1998 record year for layoffs
In December alone, 103,166 pink slips handed out, Challenger report finds
NEW YORK (CNNfn) - In 1998, a lot of employment records were broken, all of them at the expense of workers, a key employment survey revealed Thursday.
Capping an already grim year, U.S. companies in December laid off a stunning 103,166 employees -- double the number they let go in November and the highest monthly figure for the year, according to employment consulting firm Challenger, Gray & Christmas.
On average, that means 586 workers were let go every hour of an eight-hour day for 22 business days.
The December figure - the highest total since 1994, when 108,946 people lost their jobs -- also brought the 1998 fourth-quarter total to 246,339, the highest since tracking began in 1989.
"The December figure is shocking, given the continuing strength of the economy. Job cuts are clearly the result of the ongoing Asian economic crisis, the severe downturn in oil prices affecting producers as well as myriad oil services companies, and a weakening manufacturing sector as evidenced by purchasing managers reports," said CGC's Chief Executive Officer John A. Challenger.
By industry, 30,040 workers in aerospace/defense companies lost their jobs, while 17,219 in commodities cleaned out their desks. And those in the financial and automotive industries followed, with 11,234 layoffs and 10,573, respectively.
On a regional basis, those in the West/Southwest took the brunt of the bad news, with 53,293 layoffs registered in December. The state of Washington led the way, with the dismissal of 28,040 workers.
A record year of pink slips
For 1998, U.S. companies cut 677,795 jobs in all, which far surpasses the previous decade-high of 615,186 in 1993.
The yearly total surpassed the 1997 figure of 434,350 by 56 percent and the previous decade-high 1993 figure of 615,186 by 10 percent.
━━━━━━━━━━━━━━━━━━━━
Extend the article on the 1998 layoff record, starting after its final sentence. The material that comes next is separate from the article on 1998 layoffs.
━━━━━━━━━━━━━━━━━━━━
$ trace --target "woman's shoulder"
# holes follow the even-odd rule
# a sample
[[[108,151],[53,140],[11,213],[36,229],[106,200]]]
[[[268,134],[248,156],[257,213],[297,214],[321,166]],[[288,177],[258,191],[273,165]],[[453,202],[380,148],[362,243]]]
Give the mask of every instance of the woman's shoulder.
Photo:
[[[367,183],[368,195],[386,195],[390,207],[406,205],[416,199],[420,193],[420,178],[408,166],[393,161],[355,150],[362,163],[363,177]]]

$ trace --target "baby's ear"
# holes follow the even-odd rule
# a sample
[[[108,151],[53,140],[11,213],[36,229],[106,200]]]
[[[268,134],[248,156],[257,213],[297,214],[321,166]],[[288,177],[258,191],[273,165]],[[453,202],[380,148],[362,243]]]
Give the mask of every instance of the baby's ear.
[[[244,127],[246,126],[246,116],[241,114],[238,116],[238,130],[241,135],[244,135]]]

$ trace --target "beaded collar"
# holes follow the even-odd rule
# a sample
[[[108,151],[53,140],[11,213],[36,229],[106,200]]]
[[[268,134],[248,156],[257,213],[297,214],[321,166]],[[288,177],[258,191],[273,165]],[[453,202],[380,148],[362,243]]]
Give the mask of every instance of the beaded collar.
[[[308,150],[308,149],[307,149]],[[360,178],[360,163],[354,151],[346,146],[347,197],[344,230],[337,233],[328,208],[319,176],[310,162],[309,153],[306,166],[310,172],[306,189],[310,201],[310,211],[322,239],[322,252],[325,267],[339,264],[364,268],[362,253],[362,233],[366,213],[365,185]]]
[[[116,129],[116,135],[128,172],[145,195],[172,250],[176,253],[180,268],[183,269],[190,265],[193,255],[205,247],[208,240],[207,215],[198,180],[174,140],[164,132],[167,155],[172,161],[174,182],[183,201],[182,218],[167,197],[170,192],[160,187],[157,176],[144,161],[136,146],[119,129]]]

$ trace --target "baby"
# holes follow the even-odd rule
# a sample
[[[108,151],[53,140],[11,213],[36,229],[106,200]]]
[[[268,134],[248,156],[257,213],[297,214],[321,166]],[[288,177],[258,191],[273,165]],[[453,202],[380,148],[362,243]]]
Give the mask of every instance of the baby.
━━━━━━━━━━━━━━━━━━━━
Result of this exercise:
"Mergers and acquisitions were a frequent source of job-cut announcements and are likely to continue in 1999. There is an indication that some of the early job-cut estimates following major merger announcements last year were low and will likely be adjusted upward in the coming months," Challenger said.
Among industries, electronics took the biggest hit for the year, registering 84,186 job cuts in 1998. Not far behind were industrial goods companies, which slashed 75,504 jobs.
On a regional basis where companies' headquarters are located, California led the way with 91,920 layoffs. Texas and New York vied for a distant second place, with 66,624 and 65,677, respectively. And Illinois, with 60,443 job cuts, and New Jersey, with 38,490, came in fourth and fifth.
Forty minutes after the report was released, the 30-year Treasury bond was down 1-3/32 for a yield of 5.233 percent.
What's in store for 1999
Despite the sobering statistics from 1998 and the widely held assumption that mega-mergers and their concurrent job cuts are likely to continue into 1999, there also will be a lot of jobs created to counter the trend and there's a good chance the unemployment level will remain around 4.5 percent, Challenger told CNNfn.
When companies let people go in under-performing areas of their business or in sectors as a whole, he said, "they are trying to free up those resources to move them into areas where they can expand, and as they do that, they create jobs. And that formula, which has been working through the '90s and has really been honed now has been an incredible job-creation engine. And hence, you get the 17 million jobs that have been created in the 1990s."
Technology advances also giveth and taketh away, at least in terms of jobs, Challenger said.
"In 1998, we saw the advent of e-commerce. That's going to wreak havoc on how we buy our goods and services. Jobs like retail clerks, travel agents, stock brokers, even grocery store personnel - all those jobs are at risk of becoming more and more obsolete as we change.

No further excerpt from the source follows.